═══ Given data ═══
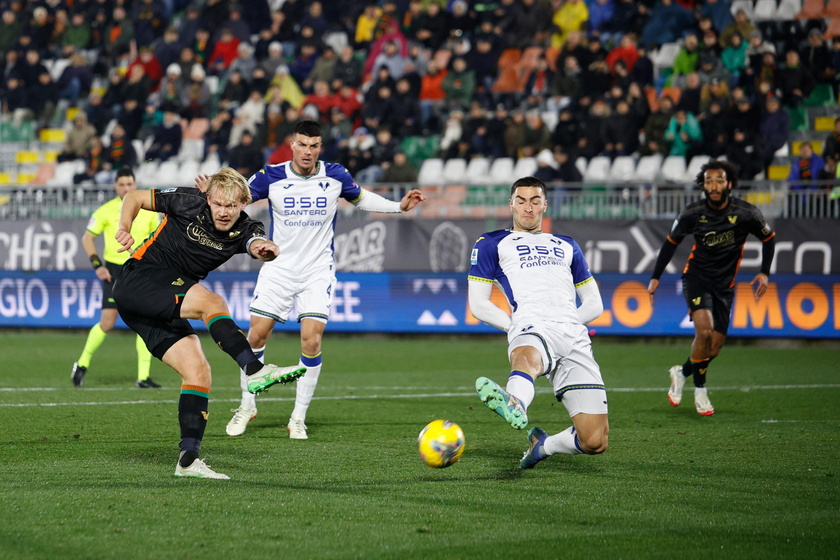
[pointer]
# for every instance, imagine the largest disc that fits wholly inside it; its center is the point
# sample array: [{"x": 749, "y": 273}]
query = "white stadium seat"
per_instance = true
[
  {"x": 673, "y": 169},
  {"x": 622, "y": 168},
  {"x": 454, "y": 170},
  {"x": 431, "y": 172},
  {"x": 525, "y": 167},
  {"x": 501, "y": 171},
  {"x": 598, "y": 169}
]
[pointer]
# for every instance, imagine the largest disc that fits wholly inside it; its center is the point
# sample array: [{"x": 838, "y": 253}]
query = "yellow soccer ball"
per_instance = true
[{"x": 441, "y": 443}]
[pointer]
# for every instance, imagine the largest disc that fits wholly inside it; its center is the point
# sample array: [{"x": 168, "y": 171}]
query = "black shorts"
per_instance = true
[
  {"x": 699, "y": 295},
  {"x": 107, "y": 287},
  {"x": 149, "y": 300}
]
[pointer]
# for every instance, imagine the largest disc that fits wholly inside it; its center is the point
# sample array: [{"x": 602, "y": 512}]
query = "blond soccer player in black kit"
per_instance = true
[
  {"x": 158, "y": 289},
  {"x": 720, "y": 225}
]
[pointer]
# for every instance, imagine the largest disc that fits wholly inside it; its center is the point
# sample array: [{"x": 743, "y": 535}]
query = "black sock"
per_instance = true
[
  {"x": 232, "y": 340},
  {"x": 687, "y": 369},
  {"x": 192, "y": 417},
  {"x": 699, "y": 372}
]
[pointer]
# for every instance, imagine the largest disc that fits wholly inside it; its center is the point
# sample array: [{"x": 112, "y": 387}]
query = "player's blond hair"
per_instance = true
[{"x": 230, "y": 186}]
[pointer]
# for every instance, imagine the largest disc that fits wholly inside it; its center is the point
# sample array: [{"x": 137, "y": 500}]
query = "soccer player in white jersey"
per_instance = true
[
  {"x": 541, "y": 274},
  {"x": 303, "y": 197}
]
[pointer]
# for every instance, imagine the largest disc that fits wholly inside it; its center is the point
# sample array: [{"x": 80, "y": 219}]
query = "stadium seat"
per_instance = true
[
  {"x": 580, "y": 164},
  {"x": 454, "y": 170},
  {"x": 788, "y": 9},
  {"x": 524, "y": 167},
  {"x": 598, "y": 169},
  {"x": 811, "y": 9},
  {"x": 824, "y": 123},
  {"x": 431, "y": 172},
  {"x": 665, "y": 55},
  {"x": 673, "y": 169},
  {"x": 622, "y": 168},
  {"x": 187, "y": 172},
  {"x": 694, "y": 166},
  {"x": 167, "y": 173},
  {"x": 745, "y": 5},
  {"x": 764, "y": 10},
  {"x": 501, "y": 171},
  {"x": 477, "y": 170}
]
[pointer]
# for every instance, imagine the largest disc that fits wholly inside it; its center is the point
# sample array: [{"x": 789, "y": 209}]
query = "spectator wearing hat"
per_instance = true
[
  {"x": 288, "y": 88},
  {"x": 196, "y": 100},
  {"x": 734, "y": 57},
  {"x": 805, "y": 168},
  {"x": 774, "y": 129},
  {"x": 831, "y": 147},
  {"x": 240, "y": 28},
  {"x": 322, "y": 70},
  {"x": 686, "y": 61},
  {"x": 166, "y": 140},
  {"x": 224, "y": 52},
  {"x": 715, "y": 129},
  {"x": 683, "y": 133},
  {"x": 244, "y": 63},
  {"x": 246, "y": 157},
  {"x": 78, "y": 138},
  {"x": 816, "y": 58},
  {"x": 793, "y": 80},
  {"x": 744, "y": 150},
  {"x": 347, "y": 69},
  {"x": 757, "y": 47},
  {"x": 715, "y": 90}
]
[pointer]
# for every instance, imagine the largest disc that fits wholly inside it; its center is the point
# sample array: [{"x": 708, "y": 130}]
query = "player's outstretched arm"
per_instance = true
[
  {"x": 133, "y": 202},
  {"x": 652, "y": 285},
  {"x": 411, "y": 199},
  {"x": 483, "y": 308},
  {"x": 761, "y": 280},
  {"x": 264, "y": 250}
]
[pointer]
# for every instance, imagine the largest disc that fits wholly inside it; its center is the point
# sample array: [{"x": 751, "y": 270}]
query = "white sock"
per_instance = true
[
  {"x": 522, "y": 388},
  {"x": 249, "y": 400},
  {"x": 565, "y": 442},
  {"x": 305, "y": 390}
]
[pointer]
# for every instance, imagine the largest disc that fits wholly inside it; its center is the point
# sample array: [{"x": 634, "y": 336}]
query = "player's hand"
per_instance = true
[
  {"x": 124, "y": 238},
  {"x": 652, "y": 285},
  {"x": 103, "y": 273},
  {"x": 762, "y": 280},
  {"x": 201, "y": 181},
  {"x": 411, "y": 199},
  {"x": 265, "y": 250}
]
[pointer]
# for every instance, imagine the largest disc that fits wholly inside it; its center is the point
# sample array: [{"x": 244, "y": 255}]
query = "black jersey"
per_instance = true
[
  {"x": 187, "y": 241},
  {"x": 719, "y": 237}
]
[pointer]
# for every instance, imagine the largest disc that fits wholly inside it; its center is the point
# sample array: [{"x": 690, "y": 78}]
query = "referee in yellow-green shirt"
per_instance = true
[{"x": 105, "y": 220}]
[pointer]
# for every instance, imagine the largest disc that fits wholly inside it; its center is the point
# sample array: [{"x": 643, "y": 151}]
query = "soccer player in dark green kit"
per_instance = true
[
  {"x": 158, "y": 289},
  {"x": 720, "y": 225}
]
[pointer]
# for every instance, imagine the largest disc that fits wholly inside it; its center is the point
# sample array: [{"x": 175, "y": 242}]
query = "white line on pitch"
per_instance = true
[{"x": 397, "y": 396}]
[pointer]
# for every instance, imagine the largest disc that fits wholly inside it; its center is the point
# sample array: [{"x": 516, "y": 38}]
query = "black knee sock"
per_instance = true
[
  {"x": 699, "y": 372},
  {"x": 192, "y": 416},
  {"x": 232, "y": 340}
]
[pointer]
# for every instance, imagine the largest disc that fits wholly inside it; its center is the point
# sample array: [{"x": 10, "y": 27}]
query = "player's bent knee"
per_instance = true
[{"x": 594, "y": 445}]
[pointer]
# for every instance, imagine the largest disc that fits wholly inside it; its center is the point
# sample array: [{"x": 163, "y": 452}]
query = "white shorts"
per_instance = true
[
  {"x": 566, "y": 351},
  {"x": 276, "y": 294}
]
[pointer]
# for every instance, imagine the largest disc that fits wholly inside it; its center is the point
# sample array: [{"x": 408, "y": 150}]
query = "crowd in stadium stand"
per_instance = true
[{"x": 479, "y": 75}]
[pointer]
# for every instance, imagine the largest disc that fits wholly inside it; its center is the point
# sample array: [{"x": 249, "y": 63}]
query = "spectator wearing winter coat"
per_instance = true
[{"x": 774, "y": 128}]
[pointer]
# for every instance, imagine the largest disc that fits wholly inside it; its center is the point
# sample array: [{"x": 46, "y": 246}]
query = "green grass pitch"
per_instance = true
[{"x": 87, "y": 473}]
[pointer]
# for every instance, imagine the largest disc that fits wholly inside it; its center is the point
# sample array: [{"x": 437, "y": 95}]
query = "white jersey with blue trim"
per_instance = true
[
  {"x": 303, "y": 212},
  {"x": 537, "y": 272}
]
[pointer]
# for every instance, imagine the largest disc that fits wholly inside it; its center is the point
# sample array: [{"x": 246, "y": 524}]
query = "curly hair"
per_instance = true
[
  {"x": 729, "y": 168},
  {"x": 230, "y": 185}
]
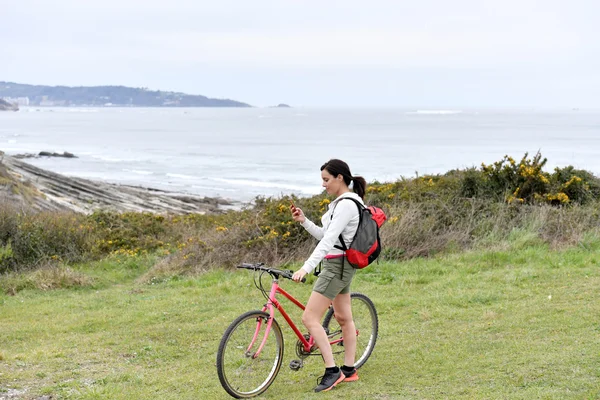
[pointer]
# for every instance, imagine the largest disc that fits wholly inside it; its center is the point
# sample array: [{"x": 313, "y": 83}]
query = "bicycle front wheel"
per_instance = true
[
  {"x": 367, "y": 326},
  {"x": 244, "y": 368}
]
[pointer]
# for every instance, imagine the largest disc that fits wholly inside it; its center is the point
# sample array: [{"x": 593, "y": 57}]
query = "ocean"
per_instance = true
[{"x": 240, "y": 153}]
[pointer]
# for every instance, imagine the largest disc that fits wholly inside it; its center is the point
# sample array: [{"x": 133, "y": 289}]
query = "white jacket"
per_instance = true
[{"x": 345, "y": 221}]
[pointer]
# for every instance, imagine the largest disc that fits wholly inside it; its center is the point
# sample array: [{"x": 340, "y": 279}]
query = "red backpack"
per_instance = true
[{"x": 366, "y": 244}]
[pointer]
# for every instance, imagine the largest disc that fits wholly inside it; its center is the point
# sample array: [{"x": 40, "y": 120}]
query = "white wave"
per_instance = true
[
  {"x": 82, "y": 110},
  {"x": 139, "y": 171},
  {"x": 216, "y": 189},
  {"x": 436, "y": 112},
  {"x": 181, "y": 176},
  {"x": 114, "y": 159},
  {"x": 274, "y": 185}
]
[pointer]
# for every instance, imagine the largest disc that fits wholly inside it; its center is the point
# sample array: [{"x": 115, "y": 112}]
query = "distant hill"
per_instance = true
[
  {"x": 6, "y": 106},
  {"x": 98, "y": 96}
]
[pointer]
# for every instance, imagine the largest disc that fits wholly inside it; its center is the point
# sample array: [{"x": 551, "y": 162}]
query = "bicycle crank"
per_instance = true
[{"x": 295, "y": 365}]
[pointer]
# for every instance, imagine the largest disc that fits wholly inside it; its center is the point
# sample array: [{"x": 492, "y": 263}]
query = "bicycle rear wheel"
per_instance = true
[
  {"x": 242, "y": 373},
  {"x": 367, "y": 325}
]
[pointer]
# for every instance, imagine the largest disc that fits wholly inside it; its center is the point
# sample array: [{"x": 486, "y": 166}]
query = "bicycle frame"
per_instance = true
[{"x": 270, "y": 307}]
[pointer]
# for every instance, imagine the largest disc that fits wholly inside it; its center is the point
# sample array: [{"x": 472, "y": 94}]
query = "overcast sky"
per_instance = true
[{"x": 426, "y": 53}]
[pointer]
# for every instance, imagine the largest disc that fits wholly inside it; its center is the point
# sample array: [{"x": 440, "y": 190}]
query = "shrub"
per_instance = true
[{"x": 47, "y": 236}]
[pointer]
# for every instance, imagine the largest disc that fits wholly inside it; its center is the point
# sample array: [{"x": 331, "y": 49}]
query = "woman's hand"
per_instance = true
[
  {"x": 297, "y": 214},
  {"x": 298, "y": 275}
]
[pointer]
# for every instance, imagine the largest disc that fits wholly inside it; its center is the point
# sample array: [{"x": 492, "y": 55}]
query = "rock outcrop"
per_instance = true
[
  {"x": 22, "y": 184},
  {"x": 6, "y": 106}
]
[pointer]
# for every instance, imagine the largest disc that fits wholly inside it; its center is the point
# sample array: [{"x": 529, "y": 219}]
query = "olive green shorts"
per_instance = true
[{"x": 331, "y": 281}]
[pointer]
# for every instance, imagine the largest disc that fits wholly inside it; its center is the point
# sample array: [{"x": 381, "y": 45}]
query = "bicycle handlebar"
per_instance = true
[{"x": 274, "y": 272}]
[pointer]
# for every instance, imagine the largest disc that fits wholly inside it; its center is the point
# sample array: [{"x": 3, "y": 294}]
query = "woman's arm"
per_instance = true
[
  {"x": 344, "y": 212},
  {"x": 316, "y": 231}
]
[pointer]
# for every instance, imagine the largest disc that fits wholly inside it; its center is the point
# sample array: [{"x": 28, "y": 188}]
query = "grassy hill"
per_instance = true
[{"x": 516, "y": 321}]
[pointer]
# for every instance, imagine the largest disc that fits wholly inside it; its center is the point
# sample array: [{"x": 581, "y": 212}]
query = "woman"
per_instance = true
[{"x": 333, "y": 284}]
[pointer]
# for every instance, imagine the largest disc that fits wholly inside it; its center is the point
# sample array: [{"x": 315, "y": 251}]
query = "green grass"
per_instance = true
[{"x": 518, "y": 323}]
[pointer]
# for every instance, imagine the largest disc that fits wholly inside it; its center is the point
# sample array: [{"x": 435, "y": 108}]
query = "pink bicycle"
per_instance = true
[{"x": 251, "y": 350}]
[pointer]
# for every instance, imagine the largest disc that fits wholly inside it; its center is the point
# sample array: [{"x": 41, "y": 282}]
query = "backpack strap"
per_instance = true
[
  {"x": 340, "y": 238},
  {"x": 343, "y": 246}
]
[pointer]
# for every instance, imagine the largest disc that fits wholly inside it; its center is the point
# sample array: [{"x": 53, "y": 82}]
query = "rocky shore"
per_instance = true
[
  {"x": 6, "y": 106},
  {"x": 25, "y": 185}
]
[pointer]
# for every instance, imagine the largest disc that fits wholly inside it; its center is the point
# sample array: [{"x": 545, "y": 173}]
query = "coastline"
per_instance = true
[{"x": 24, "y": 185}]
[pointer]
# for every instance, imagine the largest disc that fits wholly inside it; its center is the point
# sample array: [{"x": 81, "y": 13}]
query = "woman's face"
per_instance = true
[{"x": 333, "y": 185}]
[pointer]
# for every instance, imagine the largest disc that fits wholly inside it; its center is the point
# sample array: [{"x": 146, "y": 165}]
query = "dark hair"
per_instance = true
[{"x": 338, "y": 167}]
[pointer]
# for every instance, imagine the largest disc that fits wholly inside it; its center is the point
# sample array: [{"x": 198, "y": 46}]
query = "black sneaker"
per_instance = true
[
  {"x": 329, "y": 380},
  {"x": 351, "y": 375}
]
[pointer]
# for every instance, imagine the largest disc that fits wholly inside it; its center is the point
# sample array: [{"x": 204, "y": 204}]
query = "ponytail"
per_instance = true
[{"x": 338, "y": 167}]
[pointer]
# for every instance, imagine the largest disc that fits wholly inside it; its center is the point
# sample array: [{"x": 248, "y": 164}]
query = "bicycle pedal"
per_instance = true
[{"x": 295, "y": 365}]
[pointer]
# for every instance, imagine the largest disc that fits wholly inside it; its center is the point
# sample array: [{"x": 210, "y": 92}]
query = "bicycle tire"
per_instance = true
[
  {"x": 367, "y": 324},
  {"x": 241, "y": 375}
]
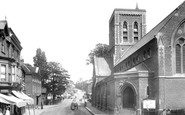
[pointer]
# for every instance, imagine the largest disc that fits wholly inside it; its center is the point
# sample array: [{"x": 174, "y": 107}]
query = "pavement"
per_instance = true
[
  {"x": 89, "y": 107},
  {"x": 95, "y": 111},
  {"x": 37, "y": 111}
]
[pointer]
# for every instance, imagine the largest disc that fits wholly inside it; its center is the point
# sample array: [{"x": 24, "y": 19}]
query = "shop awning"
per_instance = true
[
  {"x": 23, "y": 96},
  {"x": 10, "y": 99}
]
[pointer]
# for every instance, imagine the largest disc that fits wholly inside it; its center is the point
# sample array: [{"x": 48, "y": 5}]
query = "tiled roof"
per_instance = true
[{"x": 149, "y": 36}]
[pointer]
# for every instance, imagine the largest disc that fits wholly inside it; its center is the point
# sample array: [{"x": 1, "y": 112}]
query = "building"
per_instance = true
[
  {"x": 33, "y": 87},
  {"x": 147, "y": 75},
  {"x": 11, "y": 76}
]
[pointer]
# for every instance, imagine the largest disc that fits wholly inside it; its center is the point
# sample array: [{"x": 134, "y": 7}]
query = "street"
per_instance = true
[{"x": 63, "y": 108}]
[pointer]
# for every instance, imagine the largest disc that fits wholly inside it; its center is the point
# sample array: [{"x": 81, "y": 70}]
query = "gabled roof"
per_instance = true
[
  {"x": 101, "y": 67},
  {"x": 149, "y": 36}
]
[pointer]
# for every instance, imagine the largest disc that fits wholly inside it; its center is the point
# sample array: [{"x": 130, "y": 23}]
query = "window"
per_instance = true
[
  {"x": 136, "y": 37},
  {"x": 13, "y": 74},
  {"x": 144, "y": 55},
  {"x": 128, "y": 98},
  {"x": 149, "y": 52},
  {"x": 125, "y": 39},
  {"x": 180, "y": 55},
  {"x": 135, "y": 27},
  {"x": 125, "y": 31},
  {"x": 3, "y": 72},
  {"x": 3, "y": 46},
  {"x": 124, "y": 26}
]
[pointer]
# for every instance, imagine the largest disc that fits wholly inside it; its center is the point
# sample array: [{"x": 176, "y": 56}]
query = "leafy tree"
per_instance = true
[
  {"x": 101, "y": 50},
  {"x": 40, "y": 61},
  {"x": 57, "y": 79}
]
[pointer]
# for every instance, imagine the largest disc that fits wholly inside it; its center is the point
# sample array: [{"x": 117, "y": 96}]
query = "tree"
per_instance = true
[
  {"x": 57, "y": 79},
  {"x": 101, "y": 50},
  {"x": 40, "y": 61}
]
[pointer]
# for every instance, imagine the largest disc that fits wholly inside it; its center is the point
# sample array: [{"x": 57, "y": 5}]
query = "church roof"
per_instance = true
[
  {"x": 101, "y": 67},
  {"x": 149, "y": 36}
]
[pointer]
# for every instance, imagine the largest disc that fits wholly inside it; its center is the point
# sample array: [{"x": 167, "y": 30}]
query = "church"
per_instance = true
[{"x": 145, "y": 74}]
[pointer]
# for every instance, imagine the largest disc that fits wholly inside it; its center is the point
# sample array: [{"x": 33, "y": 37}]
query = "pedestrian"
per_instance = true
[{"x": 7, "y": 111}]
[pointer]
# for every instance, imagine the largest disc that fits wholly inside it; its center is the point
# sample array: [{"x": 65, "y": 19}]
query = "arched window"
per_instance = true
[
  {"x": 125, "y": 31},
  {"x": 180, "y": 55},
  {"x": 128, "y": 98},
  {"x": 135, "y": 27},
  {"x": 136, "y": 38},
  {"x": 124, "y": 26}
]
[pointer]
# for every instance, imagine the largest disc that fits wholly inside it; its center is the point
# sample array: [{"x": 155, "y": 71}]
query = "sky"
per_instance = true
[{"x": 67, "y": 30}]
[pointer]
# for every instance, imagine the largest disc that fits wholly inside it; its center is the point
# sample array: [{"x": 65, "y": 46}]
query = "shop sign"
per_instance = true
[{"x": 149, "y": 104}]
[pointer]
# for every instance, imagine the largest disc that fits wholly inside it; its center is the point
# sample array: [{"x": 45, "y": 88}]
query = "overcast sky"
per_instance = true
[{"x": 67, "y": 30}]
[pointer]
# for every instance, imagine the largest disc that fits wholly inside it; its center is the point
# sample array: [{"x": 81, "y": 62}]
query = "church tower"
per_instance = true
[{"x": 126, "y": 28}]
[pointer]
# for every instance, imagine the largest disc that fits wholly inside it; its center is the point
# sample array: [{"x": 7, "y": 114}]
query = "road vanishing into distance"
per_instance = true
[{"x": 63, "y": 108}]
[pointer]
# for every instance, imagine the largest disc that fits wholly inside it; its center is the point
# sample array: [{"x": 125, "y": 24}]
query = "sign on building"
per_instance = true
[{"x": 149, "y": 104}]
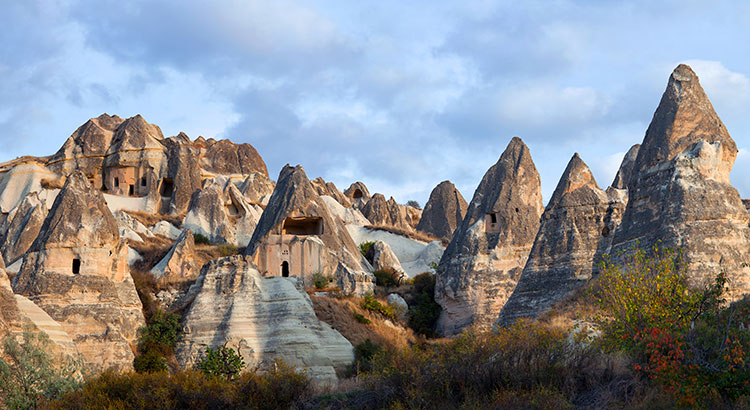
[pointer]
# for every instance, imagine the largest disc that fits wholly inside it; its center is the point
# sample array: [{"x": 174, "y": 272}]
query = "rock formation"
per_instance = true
[
  {"x": 679, "y": 192},
  {"x": 266, "y": 318},
  {"x": 179, "y": 262},
  {"x": 443, "y": 212},
  {"x": 24, "y": 223},
  {"x": 626, "y": 168},
  {"x": 76, "y": 271},
  {"x": 484, "y": 260},
  {"x": 576, "y": 230},
  {"x": 358, "y": 194},
  {"x": 297, "y": 235}
]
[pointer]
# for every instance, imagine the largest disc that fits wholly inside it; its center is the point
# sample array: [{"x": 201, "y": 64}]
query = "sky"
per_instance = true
[{"x": 400, "y": 95}]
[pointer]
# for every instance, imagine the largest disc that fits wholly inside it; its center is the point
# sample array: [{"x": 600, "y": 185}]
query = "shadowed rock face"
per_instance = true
[
  {"x": 443, "y": 212},
  {"x": 295, "y": 197},
  {"x": 576, "y": 230},
  {"x": 626, "y": 168},
  {"x": 77, "y": 272},
  {"x": 266, "y": 318},
  {"x": 679, "y": 192},
  {"x": 484, "y": 260}
]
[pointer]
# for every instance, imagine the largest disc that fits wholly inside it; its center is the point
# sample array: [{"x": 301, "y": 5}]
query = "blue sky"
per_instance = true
[{"x": 400, "y": 95}]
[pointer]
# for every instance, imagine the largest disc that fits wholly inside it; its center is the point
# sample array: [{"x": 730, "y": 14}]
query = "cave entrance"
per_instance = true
[
  {"x": 285, "y": 269},
  {"x": 167, "y": 187}
]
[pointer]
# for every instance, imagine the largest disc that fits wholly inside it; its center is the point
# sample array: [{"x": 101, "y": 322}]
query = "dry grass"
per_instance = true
[
  {"x": 149, "y": 219},
  {"x": 339, "y": 313},
  {"x": 416, "y": 235}
]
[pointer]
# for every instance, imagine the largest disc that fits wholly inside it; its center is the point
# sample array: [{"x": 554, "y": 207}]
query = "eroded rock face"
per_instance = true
[
  {"x": 24, "y": 223},
  {"x": 77, "y": 272},
  {"x": 267, "y": 318},
  {"x": 298, "y": 236},
  {"x": 443, "y": 212},
  {"x": 179, "y": 262},
  {"x": 484, "y": 260},
  {"x": 680, "y": 192},
  {"x": 577, "y": 228},
  {"x": 227, "y": 158}
]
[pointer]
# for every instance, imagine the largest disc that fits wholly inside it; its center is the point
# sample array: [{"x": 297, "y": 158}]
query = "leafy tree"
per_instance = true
[
  {"x": 223, "y": 362},
  {"x": 30, "y": 376}
]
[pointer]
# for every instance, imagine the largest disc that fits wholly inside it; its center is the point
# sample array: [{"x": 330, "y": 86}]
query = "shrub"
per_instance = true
[
  {"x": 364, "y": 247},
  {"x": 201, "y": 239},
  {"x": 223, "y": 362},
  {"x": 364, "y": 353},
  {"x": 387, "y": 277},
  {"x": 424, "y": 311},
  {"x": 370, "y": 303},
  {"x": 29, "y": 376},
  {"x": 361, "y": 319},
  {"x": 320, "y": 280}
]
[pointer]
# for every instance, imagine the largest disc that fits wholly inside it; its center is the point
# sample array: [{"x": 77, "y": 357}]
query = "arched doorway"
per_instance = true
[{"x": 285, "y": 269}]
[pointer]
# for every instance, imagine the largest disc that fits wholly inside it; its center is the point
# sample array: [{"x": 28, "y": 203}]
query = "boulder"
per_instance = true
[
  {"x": 484, "y": 260},
  {"x": 443, "y": 212},
  {"x": 179, "y": 262},
  {"x": 297, "y": 235},
  {"x": 577, "y": 228},
  {"x": 680, "y": 193},
  {"x": 77, "y": 272},
  {"x": 266, "y": 318},
  {"x": 24, "y": 223}
]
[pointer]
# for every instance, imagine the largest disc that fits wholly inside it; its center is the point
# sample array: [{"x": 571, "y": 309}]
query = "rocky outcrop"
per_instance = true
[
  {"x": 576, "y": 230},
  {"x": 358, "y": 194},
  {"x": 680, "y": 193},
  {"x": 382, "y": 257},
  {"x": 266, "y": 318},
  {"x": 24, "y": 223},
  {"x": 257, "y": 188},
  {"x": 386, "y": 213},
  {"x": 443, "y": 212},
  {"x": 484, "y": 260},
  {"x": 76, "y": 271},
  {"x": 297, "y": 235},
  {"x": 329, "y": 189},
  {"x": 227, "y": 158},
  {"x": 626, "y": 168},
  {"x": 179, "y": 262}
]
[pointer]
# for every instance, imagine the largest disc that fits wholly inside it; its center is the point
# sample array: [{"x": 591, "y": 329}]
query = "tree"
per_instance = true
[{"x": 29, "y": 375}]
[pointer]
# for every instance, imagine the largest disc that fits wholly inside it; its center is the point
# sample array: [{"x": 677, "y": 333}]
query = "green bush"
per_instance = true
[
  {"x": 370, "y": 303},
  {"x": 201, "y": 239},
  {"x": 364, "y": 247},
  {"x": 387, "y": 277},
  {"x": 361, "y": 319},
  {"x": 364, "y": 353},
  {"x": 30, "y": 376},
  {"x": 223, "y": 362},
  {"x": 424, "y": 311},
  {"x": 320, "y": 280}
]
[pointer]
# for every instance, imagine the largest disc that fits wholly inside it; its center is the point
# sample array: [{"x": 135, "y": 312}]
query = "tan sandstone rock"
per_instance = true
[{"x": 484, "y": 260}]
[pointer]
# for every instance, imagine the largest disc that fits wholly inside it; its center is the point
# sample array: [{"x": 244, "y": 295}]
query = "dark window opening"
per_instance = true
[
  {"x": 167, "y": 187},
  {"x": 303, "y": 226}
]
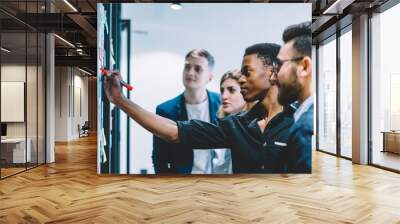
═══
> _Exercise objective_:
When a line in the records holds the string "woman", copy that line.

> _Your response_:
query = "woman's hand"
query = "woman's arm"
query = "woman"
query = "woman's face"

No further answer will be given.